GIVEN REQUEST
Copy only the lines between the one containing "Find the engine" and the end of the records, both included, leaving out pictures.

(Dataset items)

# # # # #

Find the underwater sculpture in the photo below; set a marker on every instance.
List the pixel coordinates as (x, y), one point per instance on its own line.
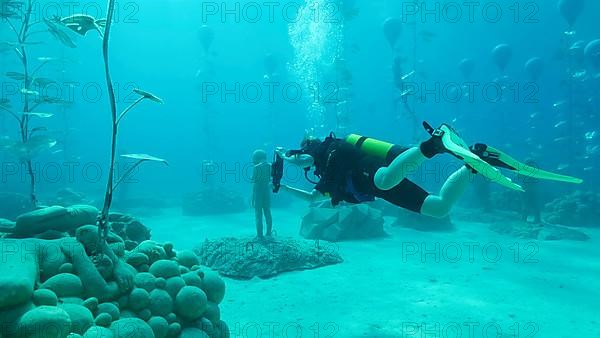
(261, 193)
(33, 139)
(82, 24)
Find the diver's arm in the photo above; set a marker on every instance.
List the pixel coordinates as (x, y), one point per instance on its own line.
(310, 196)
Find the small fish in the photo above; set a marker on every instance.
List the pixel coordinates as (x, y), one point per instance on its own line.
(406, 76)
(559, 104)
(577, 75)
(26, 91)
(407, 92)
(578, 45)
(590, 135)
(560, 124)
(591, 150)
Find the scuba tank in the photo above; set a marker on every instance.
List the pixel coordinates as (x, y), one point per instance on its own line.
(370, 146)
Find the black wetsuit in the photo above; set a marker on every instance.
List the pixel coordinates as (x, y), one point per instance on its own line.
(346, 174)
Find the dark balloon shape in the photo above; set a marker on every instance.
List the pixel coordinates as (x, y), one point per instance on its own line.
(466, 67)
(207, 36)
(392, 27)
(271, 63)
(534, 68)
(571, 9)
(502, 55)
(592, 54)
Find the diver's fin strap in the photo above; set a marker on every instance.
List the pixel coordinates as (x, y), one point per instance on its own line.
(500, 159)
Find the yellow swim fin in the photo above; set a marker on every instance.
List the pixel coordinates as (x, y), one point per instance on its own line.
(459, 148)
(501, 159)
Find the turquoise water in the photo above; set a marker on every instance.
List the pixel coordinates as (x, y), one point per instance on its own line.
(198, 86)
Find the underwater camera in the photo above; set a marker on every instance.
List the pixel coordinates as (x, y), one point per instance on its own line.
(277, 172)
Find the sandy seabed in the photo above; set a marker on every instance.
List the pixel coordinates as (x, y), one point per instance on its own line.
(471, 282)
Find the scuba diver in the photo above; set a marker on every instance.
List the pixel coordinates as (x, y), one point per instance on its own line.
(359, 169)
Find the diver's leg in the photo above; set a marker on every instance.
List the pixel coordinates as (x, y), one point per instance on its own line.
(407, 162)
(258, 218)
(404, 164)
(268, 220)
(452, 190)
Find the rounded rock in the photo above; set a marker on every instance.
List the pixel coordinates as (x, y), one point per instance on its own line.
(159, 326)
(187, 258)
(174, 330)
(139, 299)
(91, 303)
(103, 319)
(171, 318)
(213, 286)
(56, 321)
(131, 328)
(192, 279)
(145, 280)
(164, 268)
(192, 332)
(81, 317)
(98, 332)
(144, 315)
(161, 304)
(66, 268)
(137, 259)
(213, 313)
(44, 297)
(111, 309)
(174, 285)
(191, 303)
(64, 285)
(161, 283)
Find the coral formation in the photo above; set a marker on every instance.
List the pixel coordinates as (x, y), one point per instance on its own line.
(342, 223)
(245, 258)
(58, 288)
(13, 205)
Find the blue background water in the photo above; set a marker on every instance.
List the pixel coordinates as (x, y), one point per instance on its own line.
(156, 46)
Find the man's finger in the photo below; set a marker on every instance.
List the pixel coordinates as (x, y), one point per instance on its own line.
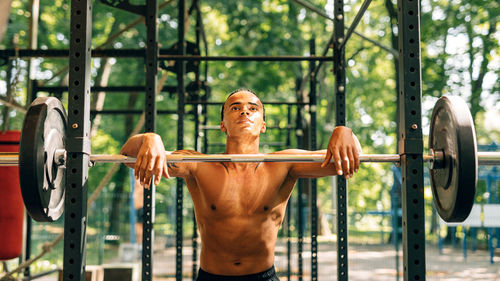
(158, 170)
(351, 161)
(165, 170)
(144, 170)
(327, 158)
(337, 161)
(355, 155)
(345, 162)
(147, 178)
(137, 166)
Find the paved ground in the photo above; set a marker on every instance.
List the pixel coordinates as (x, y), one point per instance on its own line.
(371, 262)
(366, 262)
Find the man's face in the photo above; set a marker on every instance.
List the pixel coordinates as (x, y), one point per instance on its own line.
(243, 114)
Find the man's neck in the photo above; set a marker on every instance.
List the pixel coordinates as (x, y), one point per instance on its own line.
(242, 146)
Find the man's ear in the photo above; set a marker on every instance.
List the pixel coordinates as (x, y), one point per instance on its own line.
(263, 129)
(222, 127)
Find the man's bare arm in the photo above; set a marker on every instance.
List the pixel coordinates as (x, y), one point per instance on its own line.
(182, 170)
(151, 159)
(308, 170)
(343, 149)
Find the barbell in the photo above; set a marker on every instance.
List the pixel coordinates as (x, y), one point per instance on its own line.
(452, 155)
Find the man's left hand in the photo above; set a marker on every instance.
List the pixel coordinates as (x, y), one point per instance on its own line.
(344, 147)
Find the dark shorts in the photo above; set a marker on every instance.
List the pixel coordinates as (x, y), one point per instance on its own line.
(138, 215)
(268, 275)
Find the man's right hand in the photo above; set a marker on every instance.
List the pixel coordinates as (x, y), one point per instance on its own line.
(151, 157)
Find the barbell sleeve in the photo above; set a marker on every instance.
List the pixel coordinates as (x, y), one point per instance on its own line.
(484, 158)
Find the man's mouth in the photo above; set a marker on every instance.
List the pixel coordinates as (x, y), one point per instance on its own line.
(244, 121)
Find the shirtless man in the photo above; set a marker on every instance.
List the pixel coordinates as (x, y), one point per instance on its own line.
(239, 207)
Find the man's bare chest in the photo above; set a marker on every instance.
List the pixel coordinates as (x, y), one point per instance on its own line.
(241, 189)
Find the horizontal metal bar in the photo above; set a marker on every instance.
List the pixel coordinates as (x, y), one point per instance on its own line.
(163, 55)
(130, 112)
(217, 127)
(246, 158)
(484, 158)
(95, 89)
(488, 158)
(245, 58)
(263, 102)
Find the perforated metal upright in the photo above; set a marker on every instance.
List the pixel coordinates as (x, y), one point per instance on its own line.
(314, 182)
(339, 71)
(410, 144)
(181, 72)
(77, 141)
(151, 14)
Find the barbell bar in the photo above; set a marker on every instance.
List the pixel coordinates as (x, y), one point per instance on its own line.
(452, 144)
(484, 158)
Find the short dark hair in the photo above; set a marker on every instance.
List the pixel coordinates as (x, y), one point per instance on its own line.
(235, 92)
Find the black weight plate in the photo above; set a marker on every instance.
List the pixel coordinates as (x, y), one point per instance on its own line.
(453, 185)
(42, 181)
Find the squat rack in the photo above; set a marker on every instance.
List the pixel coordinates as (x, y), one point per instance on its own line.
(78, 144)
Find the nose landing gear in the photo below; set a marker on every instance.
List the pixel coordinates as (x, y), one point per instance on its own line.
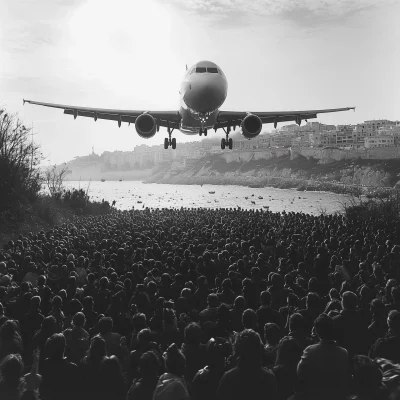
(201, 131)
(168, 141)
(228, 141)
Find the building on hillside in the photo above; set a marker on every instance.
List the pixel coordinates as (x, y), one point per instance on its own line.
(371, 127)
(378, 141)
(289, 128)
(323, 139)
(264, 141)
(281, 140)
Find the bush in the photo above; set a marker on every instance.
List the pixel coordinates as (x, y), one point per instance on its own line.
(20, 178)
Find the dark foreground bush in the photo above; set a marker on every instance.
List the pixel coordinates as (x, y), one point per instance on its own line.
(60, 207)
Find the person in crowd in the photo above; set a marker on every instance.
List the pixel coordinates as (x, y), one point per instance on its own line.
(144, 386)
(60, 376)
(389, 346)
(248, 379)
(324, 368)
(89, 367)
(151, 280)
(272, 337)
(172, 384)
(206, 380)
(351, 332)
(112, 382)
(77, 339)
(367, 380)
(10, 339)
(193, 350)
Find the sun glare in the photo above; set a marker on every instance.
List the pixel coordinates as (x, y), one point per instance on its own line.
(128, 45)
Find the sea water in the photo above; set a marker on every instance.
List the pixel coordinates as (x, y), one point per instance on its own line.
(135, 194)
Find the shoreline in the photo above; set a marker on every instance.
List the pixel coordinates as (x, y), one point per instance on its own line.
(278, 183)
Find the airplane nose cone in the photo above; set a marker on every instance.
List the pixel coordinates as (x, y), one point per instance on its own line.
(205, 96)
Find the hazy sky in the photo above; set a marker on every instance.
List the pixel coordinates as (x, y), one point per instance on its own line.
(276, 54)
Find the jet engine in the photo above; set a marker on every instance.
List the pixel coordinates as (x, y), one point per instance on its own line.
(146, 126)
(251, 126)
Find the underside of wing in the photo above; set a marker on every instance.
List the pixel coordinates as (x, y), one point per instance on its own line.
(163, 118)
(234, 118)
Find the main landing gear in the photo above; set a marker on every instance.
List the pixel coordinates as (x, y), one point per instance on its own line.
(201, 131)
(228, 142)
(168, 141)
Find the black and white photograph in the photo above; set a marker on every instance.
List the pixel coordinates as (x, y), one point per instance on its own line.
(199, 200)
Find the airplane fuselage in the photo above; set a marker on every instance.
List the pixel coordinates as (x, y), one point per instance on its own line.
(203, 91)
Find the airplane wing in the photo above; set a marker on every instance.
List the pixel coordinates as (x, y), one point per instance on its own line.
(164, 118)
(234, 118)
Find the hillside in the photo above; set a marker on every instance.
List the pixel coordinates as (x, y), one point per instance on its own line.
(300, 172)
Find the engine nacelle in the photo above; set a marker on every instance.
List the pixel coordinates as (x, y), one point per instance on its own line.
(251, 126)
(146, 126)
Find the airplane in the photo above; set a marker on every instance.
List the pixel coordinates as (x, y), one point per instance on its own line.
(202, 93)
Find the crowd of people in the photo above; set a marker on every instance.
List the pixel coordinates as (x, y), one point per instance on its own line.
(226, 304)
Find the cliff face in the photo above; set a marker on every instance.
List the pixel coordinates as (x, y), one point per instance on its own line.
(260, 169)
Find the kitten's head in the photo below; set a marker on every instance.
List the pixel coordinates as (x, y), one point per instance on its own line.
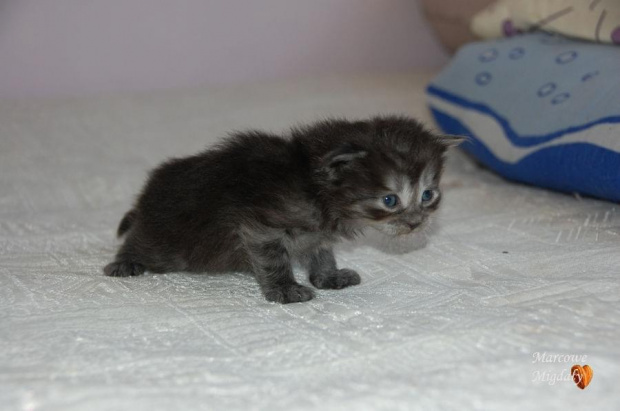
(385, 176)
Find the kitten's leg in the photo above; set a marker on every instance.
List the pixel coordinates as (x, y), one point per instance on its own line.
(324, 273)
(126, 263)
(272, 268)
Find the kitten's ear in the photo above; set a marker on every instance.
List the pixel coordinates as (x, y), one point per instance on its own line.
(343, 157)
(451, 140)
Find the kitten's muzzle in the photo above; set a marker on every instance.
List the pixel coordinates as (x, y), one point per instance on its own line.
(413, 226)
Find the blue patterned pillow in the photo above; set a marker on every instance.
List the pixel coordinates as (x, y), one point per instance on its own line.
(540, 109)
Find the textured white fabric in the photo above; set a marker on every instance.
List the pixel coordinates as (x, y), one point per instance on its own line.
(509, 271)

# # # # #

FINISHED EXERCISE
Find the engine nacelle in the photo above; set a marker on every instance.
List the pixel coordinates as (x, y), one point per instance on its own line.
(251, 126)
(146, 126)
Find the airplane in the photo above; set a marker on every instance.
List the pixel coordinates as (x, y), one point per instance on its own line.
(202, 93)
Find the crowd of people in the photo above; set a marker on every instance.
List the pixel coordinates as (x, y), one point per instance on its own line.
(226, 304)
Find the cliff face in the photo above; set a marker on every instance.
List the pixel coordinates as (x, y), one point per instance on its own line.
(260, 169)
Find the kitten's head in the photo below; set a marker on every instance.
List the pixel coordinates as (x, y), one point per instance on its own line.
(385, 176)
Find the kitten's leg in the photo above; set a marker on every instance.
List the pixel coordinates as (x, y), one point per instance on its own line.
(324, 273)
(126, 263)
(272, 268)
Find the kitten's ear in the photo above; set a marker on every instance.
List the pixel coordinates as (x, y), one point per instance on its own line.
(343, 157)
(451, 140)
Find the kitten's muzzle in the photo above; set a marker on every instance.
List the pixel coordinates as (x, y), one point per instance on its own line.
(413, 226)
Find the blue patterned pillow in the photo above; set a marker on every instance.
List the pixel coordinates as (x, y), one point per instance on its own line.
(540, 109)
Find the textured white fabric in the photo above; set a marker on every instance.
List the pixel coordinates as (x, y), one point per instance on its own line.
(509, 271)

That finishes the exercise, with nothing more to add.